K.M. & a Chadwick Pty Ltd v Yeung, E.T.M
[1995] FCA 62
•21 Feb 1995
NOT FOR DISTRIBUTION
FEDERAL COURT OF AUSTRALIA )
NEW SOUTH WALES REGISTRY ) No NG 3187 of 1994
GENERAL DIVISION )
BETWEEN:
K.M. & A. CHADWICK PTY LIMITED
Applicant
AND:
ERIC TSUN MAN YEUNG and OTHERS
Respondents
SACKVILLE J.
SYDNEY
21 FEBRUARY, 1995
REASONS FOR JUDGMENT
HIS HONOUR: In this matter the applicant, which appears by Mr Brabazon of counsel, applies by way of notice of motion for orders that the defence filed by the respondents be struck out and the judgment be entered to the applicant in the amount of $81,583.48 together with interest and costs.
The proceedings were commenced by a statement of claim filed on behalf of the applicant on 9 May 1994. In that statement of claim it was alleged that the respondents were directors of the company known as Stafford Mining Pty Limited and that between February and April 1991 the company incurred debts to the applicant in the sum of $81,583.48 for petroleum and related products sold and delivered by the applicant. The applicant claims against the respondents for breach of s.592(1) of the Corporations Law.
The basis of the claim by the applicant is that, at the time when the debts were incurred, there were reasonable grounds to expect that the company would not be able to pay all its debts as and when they became due and, further, that there were reasonable grounds to expect that if the company incurred the debts it would not be able to pay all of its debts as and when they became due. The statement of claim goes on to allege that on or about 25 February 1992 a receiver was appointed to the property of the company and that on 2 June 1992 the Supreme Court of New South Wales ordered that the company be wound up.
§ §
■ Requirement ■
Reproduce word for word the passage of the reasons for judgment above that begins at "The proceedings were" and ends after "the Corporations Law.".

■ Data lines ■
§ §
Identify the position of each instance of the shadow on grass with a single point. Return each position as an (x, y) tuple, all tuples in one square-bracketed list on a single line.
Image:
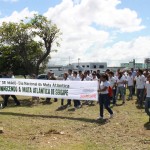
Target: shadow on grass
[(100, 122), (26, 103)]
§ §
■ Response ■
The proceedings were commenced by a statement of claim filed on behalf of the applicant on 9 May 1994. In that statement of claim it was alleged that the respondents were directors of the company known as Stafford Mining Pty Limited and that between February and April 1991 the company incurred debts to the applicant in the sum of $81,583.48 for petroleum and related products sold and delivered by the applicant. The applicant claims against the respondents for breach of s.592(1) of the Corporations Law.